**Stated task**
Reproduce every line of the items below word for word, leaving out the pictures.
-----
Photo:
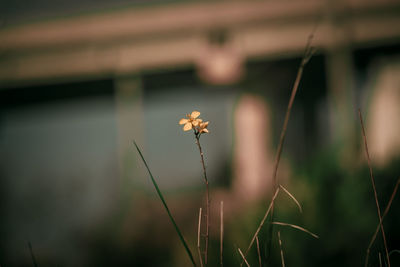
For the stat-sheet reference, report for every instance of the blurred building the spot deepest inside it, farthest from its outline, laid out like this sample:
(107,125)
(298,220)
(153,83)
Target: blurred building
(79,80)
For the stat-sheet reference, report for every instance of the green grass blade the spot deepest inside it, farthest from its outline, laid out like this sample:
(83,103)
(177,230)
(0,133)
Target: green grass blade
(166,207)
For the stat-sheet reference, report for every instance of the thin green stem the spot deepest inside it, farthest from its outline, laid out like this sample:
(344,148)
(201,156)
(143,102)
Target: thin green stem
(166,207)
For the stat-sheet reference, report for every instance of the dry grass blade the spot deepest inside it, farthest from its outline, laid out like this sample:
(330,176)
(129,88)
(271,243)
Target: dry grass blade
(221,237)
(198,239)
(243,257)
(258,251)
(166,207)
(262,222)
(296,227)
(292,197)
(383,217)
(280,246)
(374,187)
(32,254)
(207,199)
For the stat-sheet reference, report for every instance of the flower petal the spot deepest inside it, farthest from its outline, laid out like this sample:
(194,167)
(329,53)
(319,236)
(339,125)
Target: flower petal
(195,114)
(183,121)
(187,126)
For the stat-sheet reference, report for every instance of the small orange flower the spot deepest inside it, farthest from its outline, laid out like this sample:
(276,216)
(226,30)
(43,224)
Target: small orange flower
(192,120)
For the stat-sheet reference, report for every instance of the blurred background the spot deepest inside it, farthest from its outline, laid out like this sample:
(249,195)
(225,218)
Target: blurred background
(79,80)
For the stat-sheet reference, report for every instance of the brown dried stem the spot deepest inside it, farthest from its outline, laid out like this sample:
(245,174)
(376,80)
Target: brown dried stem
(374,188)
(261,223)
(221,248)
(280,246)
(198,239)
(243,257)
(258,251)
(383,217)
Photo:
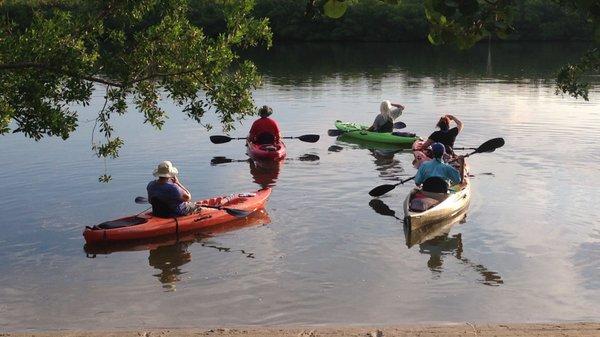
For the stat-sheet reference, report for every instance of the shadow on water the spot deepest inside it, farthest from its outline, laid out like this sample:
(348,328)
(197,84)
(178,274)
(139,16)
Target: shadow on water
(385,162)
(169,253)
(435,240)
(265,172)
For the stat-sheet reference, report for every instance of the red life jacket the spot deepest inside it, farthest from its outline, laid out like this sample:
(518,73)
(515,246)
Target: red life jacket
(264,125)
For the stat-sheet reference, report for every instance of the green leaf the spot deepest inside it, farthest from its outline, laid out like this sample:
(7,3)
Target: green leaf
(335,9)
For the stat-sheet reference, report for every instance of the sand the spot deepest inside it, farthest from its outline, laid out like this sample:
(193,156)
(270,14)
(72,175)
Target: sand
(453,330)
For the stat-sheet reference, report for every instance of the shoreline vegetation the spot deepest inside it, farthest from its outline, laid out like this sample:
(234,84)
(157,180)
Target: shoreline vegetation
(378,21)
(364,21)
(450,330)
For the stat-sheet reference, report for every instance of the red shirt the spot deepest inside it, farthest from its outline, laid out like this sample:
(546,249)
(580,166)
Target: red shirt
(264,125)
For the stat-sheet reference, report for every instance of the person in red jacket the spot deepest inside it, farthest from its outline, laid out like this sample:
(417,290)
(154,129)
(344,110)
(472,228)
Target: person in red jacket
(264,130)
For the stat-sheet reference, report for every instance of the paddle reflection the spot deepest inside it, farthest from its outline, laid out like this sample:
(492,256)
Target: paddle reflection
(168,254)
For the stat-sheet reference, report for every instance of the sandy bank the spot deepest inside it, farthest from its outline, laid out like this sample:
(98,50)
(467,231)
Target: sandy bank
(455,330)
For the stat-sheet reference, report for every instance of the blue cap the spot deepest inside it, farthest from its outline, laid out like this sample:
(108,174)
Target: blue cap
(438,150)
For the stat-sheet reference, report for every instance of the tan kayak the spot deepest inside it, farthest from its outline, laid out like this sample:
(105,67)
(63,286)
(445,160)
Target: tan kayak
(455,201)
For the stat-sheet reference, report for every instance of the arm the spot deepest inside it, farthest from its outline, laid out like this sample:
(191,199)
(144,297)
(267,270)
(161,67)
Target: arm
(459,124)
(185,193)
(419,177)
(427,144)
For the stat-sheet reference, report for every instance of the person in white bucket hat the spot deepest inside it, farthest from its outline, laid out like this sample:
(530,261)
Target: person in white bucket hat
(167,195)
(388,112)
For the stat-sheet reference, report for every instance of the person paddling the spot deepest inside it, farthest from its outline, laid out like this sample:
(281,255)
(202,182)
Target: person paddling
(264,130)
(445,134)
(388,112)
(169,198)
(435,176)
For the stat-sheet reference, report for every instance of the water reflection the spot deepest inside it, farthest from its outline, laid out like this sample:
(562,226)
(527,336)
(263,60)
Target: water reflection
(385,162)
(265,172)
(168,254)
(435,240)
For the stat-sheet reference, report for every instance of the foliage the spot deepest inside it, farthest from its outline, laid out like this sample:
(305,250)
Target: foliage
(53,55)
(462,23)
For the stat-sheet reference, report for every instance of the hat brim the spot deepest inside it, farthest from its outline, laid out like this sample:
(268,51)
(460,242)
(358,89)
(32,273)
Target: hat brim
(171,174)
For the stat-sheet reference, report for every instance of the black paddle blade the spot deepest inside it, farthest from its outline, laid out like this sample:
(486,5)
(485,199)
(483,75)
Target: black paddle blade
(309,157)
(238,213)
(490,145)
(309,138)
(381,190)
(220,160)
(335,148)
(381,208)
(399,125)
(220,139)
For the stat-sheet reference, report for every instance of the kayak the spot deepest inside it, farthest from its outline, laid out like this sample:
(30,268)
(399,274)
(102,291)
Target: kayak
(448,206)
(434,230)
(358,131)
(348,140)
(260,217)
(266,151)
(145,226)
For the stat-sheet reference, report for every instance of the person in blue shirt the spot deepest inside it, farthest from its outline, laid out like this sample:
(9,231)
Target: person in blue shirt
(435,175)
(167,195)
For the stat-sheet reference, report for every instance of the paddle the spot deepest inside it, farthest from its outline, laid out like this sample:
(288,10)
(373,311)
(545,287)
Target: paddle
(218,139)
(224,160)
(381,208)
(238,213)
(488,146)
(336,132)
-----
**Correct output**
Photo:
For the stat-sheet reference, report for every instance of the blurred building the spot deepest inside it, farthest from its outline, laid out like this sample:
(107,125)
(298,220)
(153,83)
Target: blurred building
(79,80)
For the stat-sheet reference, report for every instance of the green grass blade the spot deepest inside it, farthest from its outline, laid out like this sample:
(83,103)
(177,230)
(0,133)
Target: green grass blade
(166,207)
For the stat-sheet reference, report for every instance of the thin green stem the spot deepest inside it, farthest from its outline, laid out like this sample:
(344,148)
(201,156)
(143,102)
Target: thin green stem
(166,207)
For the stat-sheet reference, report for every instance of the dry grass blade the spot deepest inside it, farthest from its outline, laid out like this sample:
(330,176)
(129,88)
(271,243)
Target: dry grass blade
(221,237)
(198,239)
(243,257)
(258,251)
(166,207)
(262,222)
(296,227)
(292,197)
(383,217)
(280,246)
(374,187)
(32,254)
(207,199)
For the stat-sheet reference, report for every instance of the flower petal the spot deepest inside it, farthest from its outline, laid out like this sample:
(194,167)
(329,53)
(319,236)
(339,125)
Target: flower petal
(195,114)
(183,121)
(187,126)
For the stat-sheet reference, report for every instance of the small orange flower the spot deepest inside it, farthest from its outline, laid out like this sample:
(276,216)
(226,30)
(43,224)
Target: small orange flower
(192,120)
For the stat-sheet reference, report for every instance of the blurred background the spot deepest inside it, farthest from its outline, laid out like this sample:
(249,195)
(225,218)
Target: blurred background
(79,80)
For the stat-sheet reference, report for every instance of the brown dried stem the spot deepest inside it, farthest from its outline, laid out like this sample:
(245,174)
(376,80)
Target: brown dried stem
(374,188)
(261,223)
(221,248)
(280,246)
(198,239)
(243,257)
(258,251)
(383,217)
Photo:
For the stat-sheet reference, report for every instance of the shadow on water the spot deepest inside it, farthest from its outline, laid out like this sample:
(348,328)
(197,84)
(178,274)
(139,16)
Target: shadow on water
(385,162)
(169,253)
(435,240)
(265,172)
For the stat-sheet reference, report for every instance of the red life jacket the spot deepest inside it, farthest from its outline, laid out like this sample:
(518,73)
(515,246)
Target: red life jacket
(264,125)
For the stat-sheet reference, report for every instance of the green leaf the spot deepest inside it, farthest from its outline, laid out like this sample:
(7,3)
Target: green leaf
(335,9)
For the stat-sheet reference, report for every instance of the sand the spot deepest inside it, farthest from its outline, laid out like this sample:
(193,156)
(270,14)
(72,175)
Target: sand
(453,330)
For the stat-sheet reference, report for every instance of the shoreline vegetation the spot deepest inside it, farthest from its outline, laid out like this sample:
(234,84)
(157,180)
Target: shoreline vegetation
(378,21)
(364,21)
(450,330)
For the stat-sheet reference, report for every instance of the red shirt the spot deepest inside it, farthest from its outline, laid out like this sample:
(546,249)
(580,166)
Target: red shirt
(264,125)
For the stat-sheet reference, report for every instance of the person in red jacket the spot deepest inside it, farthest from its outline, laid out like this sample:
(417,290)
(154,129)
(344,110)
(472,228)
Target: person in red jacket
(264,130)
For the stat-sheet reference, report for every instance of the paddle reflection the spot deepest inside it, farthest from its outline, laid out like this sample:
(492,256)
Target: paddle reflection
(168,254)
For the stat-sheet reference, report for every instance of the sandy bank the spot deepest inside it, farthest from its outline, laid out like this sample:
(98,50)
(467,231)
Target: sandy bank
(455,330)
For the stat-sheet reference, report for every instance of the blue cap the spot deepest inside it, farthest from its outline, laid out like this sample:
(108,174)
Target: blue cap
(438,150)
For the stat-sheet reference, report for every instance of the tan kayak the spot deepest inside it, farthest from its outline, laid out like this sample:
(105,67)
(63,286)
(445,160)
Target: tan kayak
(455,201)
For the stat-sheet reference, report for every instance of the arm the spot deepest inside it, farthest from its outline, laid out like this sample:
(191,199)
(144,297)
(267,270)
(161,67)
Target: arm
(459,124)
(185,193)
(419,177)
(427,144)
For the stat-sheet reference, report for every instance of the person in white bucket hat the spot deepest inside it, farthest from its outline, laid out like this sample:
(530,261)
Target: person in white bucket hat
(167,195)
(388,112)
For the stat-sheet reference, report for every instance of the person paddling the spot deepest inside it, farthest from its outline, laid out like this sample:
(281,255)
(202,182)
Target: person paddling
(264,130)
(445,134)
(388,112)
(169,198)
(435,176)
For the stat-sheet reference, report for every instance of the water reflection the spot deepest inside it, farthest from its outline, laid out like this sample:
(562,226)
(527,336)
(263,60)
Target: water reflection
(385,162)
(265,172)
(168,254)
(435,240)
For the stat-sheet reference, report for every instance of the foliage the spot deepest inside it, farthest from its outline, laid out like this sample:
(305,250)
Target: foliage
(53,55)
(462,23)
For the stat-sheet reference, report for every instance of the hat brim the spot deepest inside it, farthest from its outline, laid out like this sample:
(268,51)
(460,242)
(358,89)
(32,273)
Target: hat brim
(171,174)
For the stat-sheet reference, report for every instance of the black paddle blade the spot deepest inside it, farthest from its outline, laid out like this sample:
(486,5)
(485,199)
(483,75)
Target: black paddle blade
(309,157)
(238,213)
(490,145)
(309,138)
(381,190)
(220,160)
(335,148)
(381,208)
(399,125)
(220,139)
For the stat-sheet reference, report for every instance of the kayak the spot deepest inside it, farthest from its outline, laid out like this sample:
(30,268)
(399,274)
(102,291)
Target: kayak
(448,206)
(434,230)
(358,131)
(348,140)
(260,217)
(266,151)
(145,226)
For the stat-sheet reference, report for every instance of the person in blue shirt the spot deepest inside it, farthest from its outline, laid out like this sample:
(9,231)
Target: person in blue shirt
(435,175)
(167,195)
For the stat-sheet reference, report for every instance of the paddle the spot deepest inside it, farthest from its outline, laid out like this sample:
(288,10)
(373,311)
(545,287)
Target: paddle
(218,139)
(224,160)
(381,208)
(238,213)
(488,146)
(336,132)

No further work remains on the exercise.